SOURCE DATA
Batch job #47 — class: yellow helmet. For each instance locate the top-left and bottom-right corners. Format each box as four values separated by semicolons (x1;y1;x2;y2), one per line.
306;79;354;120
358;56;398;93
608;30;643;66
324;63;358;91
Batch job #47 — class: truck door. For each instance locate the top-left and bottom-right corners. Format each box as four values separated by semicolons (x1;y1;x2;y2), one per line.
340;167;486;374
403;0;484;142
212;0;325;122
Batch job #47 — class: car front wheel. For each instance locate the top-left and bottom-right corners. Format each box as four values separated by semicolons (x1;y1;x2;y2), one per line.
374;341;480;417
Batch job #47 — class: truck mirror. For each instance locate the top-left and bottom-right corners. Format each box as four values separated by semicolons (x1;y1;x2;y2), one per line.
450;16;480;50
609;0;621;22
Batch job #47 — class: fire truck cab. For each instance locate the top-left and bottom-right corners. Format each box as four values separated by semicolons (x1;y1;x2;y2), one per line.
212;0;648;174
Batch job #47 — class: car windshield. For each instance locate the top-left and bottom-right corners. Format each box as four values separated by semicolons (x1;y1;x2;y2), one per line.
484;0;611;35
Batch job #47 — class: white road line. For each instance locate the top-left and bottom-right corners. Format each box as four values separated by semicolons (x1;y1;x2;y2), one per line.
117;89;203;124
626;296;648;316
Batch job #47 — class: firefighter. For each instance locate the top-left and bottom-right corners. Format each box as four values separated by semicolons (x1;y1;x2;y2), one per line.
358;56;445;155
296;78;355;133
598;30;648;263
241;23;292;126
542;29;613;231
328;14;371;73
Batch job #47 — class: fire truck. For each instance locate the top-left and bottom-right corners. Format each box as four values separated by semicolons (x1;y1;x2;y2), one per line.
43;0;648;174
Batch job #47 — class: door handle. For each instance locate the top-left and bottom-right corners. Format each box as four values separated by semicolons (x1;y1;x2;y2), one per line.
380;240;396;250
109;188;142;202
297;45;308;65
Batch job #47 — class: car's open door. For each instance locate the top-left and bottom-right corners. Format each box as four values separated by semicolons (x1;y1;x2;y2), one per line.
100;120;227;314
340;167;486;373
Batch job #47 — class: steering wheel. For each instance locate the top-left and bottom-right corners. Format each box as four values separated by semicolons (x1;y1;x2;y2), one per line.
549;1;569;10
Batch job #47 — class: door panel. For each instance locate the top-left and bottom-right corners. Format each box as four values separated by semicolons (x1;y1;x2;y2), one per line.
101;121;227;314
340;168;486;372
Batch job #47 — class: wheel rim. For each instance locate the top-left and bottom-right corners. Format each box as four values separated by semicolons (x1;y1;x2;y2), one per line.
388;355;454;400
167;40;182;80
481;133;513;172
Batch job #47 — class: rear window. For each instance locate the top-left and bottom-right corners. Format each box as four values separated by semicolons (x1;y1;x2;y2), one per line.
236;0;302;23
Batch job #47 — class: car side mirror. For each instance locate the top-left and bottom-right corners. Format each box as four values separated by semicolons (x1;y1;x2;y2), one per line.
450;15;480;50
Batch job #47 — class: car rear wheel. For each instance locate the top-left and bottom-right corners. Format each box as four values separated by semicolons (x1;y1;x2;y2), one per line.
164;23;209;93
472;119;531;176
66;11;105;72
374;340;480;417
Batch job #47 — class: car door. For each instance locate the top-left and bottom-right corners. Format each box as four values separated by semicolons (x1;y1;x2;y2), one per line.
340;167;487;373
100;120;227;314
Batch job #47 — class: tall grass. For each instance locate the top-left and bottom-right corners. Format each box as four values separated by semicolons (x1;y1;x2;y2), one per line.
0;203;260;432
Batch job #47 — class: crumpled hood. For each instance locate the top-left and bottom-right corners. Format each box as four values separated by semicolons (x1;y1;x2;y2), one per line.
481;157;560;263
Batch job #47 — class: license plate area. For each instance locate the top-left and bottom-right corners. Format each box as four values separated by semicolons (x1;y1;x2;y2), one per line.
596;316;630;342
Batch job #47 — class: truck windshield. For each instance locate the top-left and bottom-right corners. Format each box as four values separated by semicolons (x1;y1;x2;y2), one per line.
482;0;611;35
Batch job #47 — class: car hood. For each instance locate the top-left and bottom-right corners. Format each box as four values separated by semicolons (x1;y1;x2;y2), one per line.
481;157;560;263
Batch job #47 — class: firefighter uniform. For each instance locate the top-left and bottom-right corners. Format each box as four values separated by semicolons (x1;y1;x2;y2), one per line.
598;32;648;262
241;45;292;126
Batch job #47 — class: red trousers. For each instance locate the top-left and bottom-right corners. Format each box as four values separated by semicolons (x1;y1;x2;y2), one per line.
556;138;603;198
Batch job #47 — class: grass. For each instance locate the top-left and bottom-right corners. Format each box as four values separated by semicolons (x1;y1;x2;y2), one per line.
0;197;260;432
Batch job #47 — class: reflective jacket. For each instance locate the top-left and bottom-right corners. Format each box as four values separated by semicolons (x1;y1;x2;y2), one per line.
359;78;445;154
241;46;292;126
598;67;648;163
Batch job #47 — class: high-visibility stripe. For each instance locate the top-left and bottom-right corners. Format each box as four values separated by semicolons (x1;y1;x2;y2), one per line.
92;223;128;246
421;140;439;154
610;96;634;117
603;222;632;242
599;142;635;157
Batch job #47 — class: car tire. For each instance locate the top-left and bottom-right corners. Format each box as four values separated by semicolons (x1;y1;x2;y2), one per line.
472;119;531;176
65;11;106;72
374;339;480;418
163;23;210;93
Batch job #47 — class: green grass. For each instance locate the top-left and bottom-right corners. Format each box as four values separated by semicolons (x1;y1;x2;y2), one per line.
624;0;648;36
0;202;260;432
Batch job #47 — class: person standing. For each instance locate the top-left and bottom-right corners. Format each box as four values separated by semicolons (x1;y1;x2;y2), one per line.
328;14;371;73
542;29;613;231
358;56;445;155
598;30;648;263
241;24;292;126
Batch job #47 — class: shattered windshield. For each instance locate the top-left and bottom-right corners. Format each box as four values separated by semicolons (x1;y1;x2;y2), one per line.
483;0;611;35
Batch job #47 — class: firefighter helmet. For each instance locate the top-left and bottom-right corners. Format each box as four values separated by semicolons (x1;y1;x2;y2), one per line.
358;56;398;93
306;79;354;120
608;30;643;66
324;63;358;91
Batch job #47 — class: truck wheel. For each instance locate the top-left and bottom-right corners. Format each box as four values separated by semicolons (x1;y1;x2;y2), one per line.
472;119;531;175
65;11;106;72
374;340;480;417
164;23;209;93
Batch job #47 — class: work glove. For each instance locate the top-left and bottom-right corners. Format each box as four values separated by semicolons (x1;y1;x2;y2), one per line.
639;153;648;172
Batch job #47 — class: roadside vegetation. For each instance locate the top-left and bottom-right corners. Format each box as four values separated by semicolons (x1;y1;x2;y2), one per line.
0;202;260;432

REQUIREMENTS
Gather every line of the records that contains the word "grass", treating uppercase and lowercase as different.

TASK RESULT
Batch job #47 — class: tall grass. For each instance locate the top-left and bottom-right corners. Format each box as four values separated by semicolons (x1;y1;x2;y2), one per line.
Batch job #47 — class: grass. For each instance locate the top-left and bottom-right corners. Format each box as four values separated by semicolons (x1;y1;x2;y2), one per line.
Batch job #47 — class: green grass. For each instance locate the top-left and bottom-right corners. Format each box as four values separated by semicolons (x1;y1;x2;y2), one per line.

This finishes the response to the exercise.